*DAFTAR TUGAS*
1 - Ketik ulang bagian berita tentang komunikasi antar-Korea, mulai dari "Pyongyang memutus komunikasi" sampai dengan "sebelumnya tidak terlihat.".
2 - Jawablah pertanyaan berikut berdasarkan berita tentang komunikasi antar-Korea.
(a) Di lembaga apa Kim Jong Un menyampaikan pernyataannya?
(b) Mulai bulan apa Kim bersedia berkomunikasi kembali dengan Seoul?
(c) Kapan Pyongyang memutus komunikasi dengan Seoul?
3 - Lanjutkan berita tentang komunikasi antar-Korea mulai dari kalimat setelah kalimat terakhir yang ditampilkan.

*TEKS BACAAN*
■ ■ ■ ■
Pyongyang Buka Kesempatan Jalin Kontak Lagi dengan Seoul
Strategi pendekatan Korut bertujuan mengamankan pengakuan internasional sebagai negara bersenjata nuklir. Di sisi lain, Pyongyang tetap berkeinginan menekan irisan antara Seoul dan Washington.
Oleh
BENNY D KOESTANTO
·4 menit baca
SEOUL, KAMIS — Kabar baik datang dari Semenanjung Korea setelah Pemimpin Korea Utara Kim Jong Un bersedia memulihkan jalinan komunikasi antar-Korea yang sebelumnya terputus mulai bulan depan. Kesediaan Pyongyang itu disertai tuduhan bahwa Amerika Serikat mengusulkan pembicaraan Korut-Korsel tanpa mengubah ”kebijakan bermusuhan” dengan negara itu.
Sebagaimana dilaporkan media Pemerintah Korut, KCNA, Kamis (30/9/2021), pernyataan itu disampaikan Kim di Majelis Rakyat Tertinggi. Parlemen Korut itu berkumpul pada hari kedua guna membahas sejumlah agenda politik, ekonomi, dan sosial negara itu. Diungkapkan, Kim menyatakan kesediaannya untuk berkomunikasi dengan Seoul mulai Oktober sambil tetap mengkritik Korsel yang disebutnya delusional atas anggapan adanya provokasi militer dari Pyongyang.
Kim menyatakan, keputusan mengaktifkan kembali jalur komunikasi adalah untuk ”mewujudkan harapan dan keinginan seluruh bangsa Korea” dan mencapai perdamaian yang tahan lama dalam hubungan lintas batas. ”Kami tidak memiliki tujuan atau alasan memprovokasi Korsel dan tidak ada niat menyakitinya," katanya sebagaimana dikutip KCNA. ”Korsel perlu segera menyingkirkan delusi, kesadaran krisis, dan kesadaran akan dirugikan oleh hal yang mereka anggap provokasi Korut.”
Pyongyang memutus komunikasi dengan Seoul pada awal Agustus sebagai protes terhadap kerja sama Korsel-AS lewat latihan militer. Pemutusan komunikasi dilakukan sepihak, hanya beberapa hari setelah dibuka kembali untuk pertama kalinya dalam setahun. Praktis tidak ada komunikasi di antara dua Korea hingga pekan ini Pyongyang dilaporkan menggelar uji coba rudal hipersonik yang sebelumnya tidak terlihat.
■ ■ ■ ■
*BUTIR DATA*
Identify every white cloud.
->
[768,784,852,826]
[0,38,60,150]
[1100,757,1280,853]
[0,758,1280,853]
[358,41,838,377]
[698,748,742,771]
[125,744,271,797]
■ ■ ■ ■
*KUNCI JAWABAN*
1 -
Pyongyang memutus komunikasi dengan Seoul pada awal Agustus sebagai protes terhadap kerja sama Korsel-AS lewat latihan militer. Pemutusan komunikasi dilakukan sepihak, hanya beberapa hari setelah dibuka kembali untuk pertama kalinya dalam setahun. Praktis tidak ada komunikasi di antara dua Korea hingga pekan ini Pyongyang dilaporkan menggelar uji coba rudal hipersonik yang sebelumnya tidak terlihat.

2 -
(a) Di Majelis Rakyat Tertinggi.
(b) Mulai bulan Oktober.
(c) Pada awal Agustus.

3 -
Kim menuduh pemerintahan Presiden Joe Biden menggunakan cara dan metode yang lebih licik dalam mengejar ancaman militer dan kebijakan bermusuhan terhadap Korut.
Uji coba itu meramaikan perlombaan panas yang dipimpin oleh kekuatan militer utama dunia. Pada saat bersamaan Pyongyang sekali lagi menuntut agar Seoul dan Washington membatalkan ”standar ganda” mereka atas pengembangan senjata. Dalam konteks itu, Kim memilih menggunakan nada lebih keras terhadap Washington.
Kim menuduh pemerintahan baru Presiden Joe Biden ”menggunakan cara dan metode yang lebih licik” dalam mengejar ancaman militer dan kebijakan bermusuhan terhadap Korut. Meski menuduh demikian, tidak berarti Pyongyang tertutup untuk bernegosiasi dengan Washington. Hal itu diakui oleh Washington.
Pemerintahan Biden telah menghubungi Pyongyang untuk memecahkan kebuntuan atas pembicaraan penghentian program nuklir dan misil dengan imbalan keringanan sanksi AS. ”AS menggembar-gemborkan ’keterlibatan diplomatik’ dan ’dialog tanpa prasyarat’, tetapi itu tidak lebih dari tipuan kecil terhadap masyarakat internasional untuk menyembunyikan tindakan permusuhan, sekaligus perpanjangan dari kebijakan bermusuhan secara berturut-turut,” kata Kim.
Kalangan analis mengatakan, strategi pendekatan Korut bertujuan mengamankan pengakuan internasional sebagai negara bersenjata nuklir di satu sisi. Di sisi lain, Pyongyang tetap berkeinginan menekan irisan antara Seoul dan Washington. Kim dinilai ingin mengambil keuntungan dari keinginan Presiden Korsel Moon Jae-in untuk memberikan warisan diplomatik sebelum masa jabatannya berakhir.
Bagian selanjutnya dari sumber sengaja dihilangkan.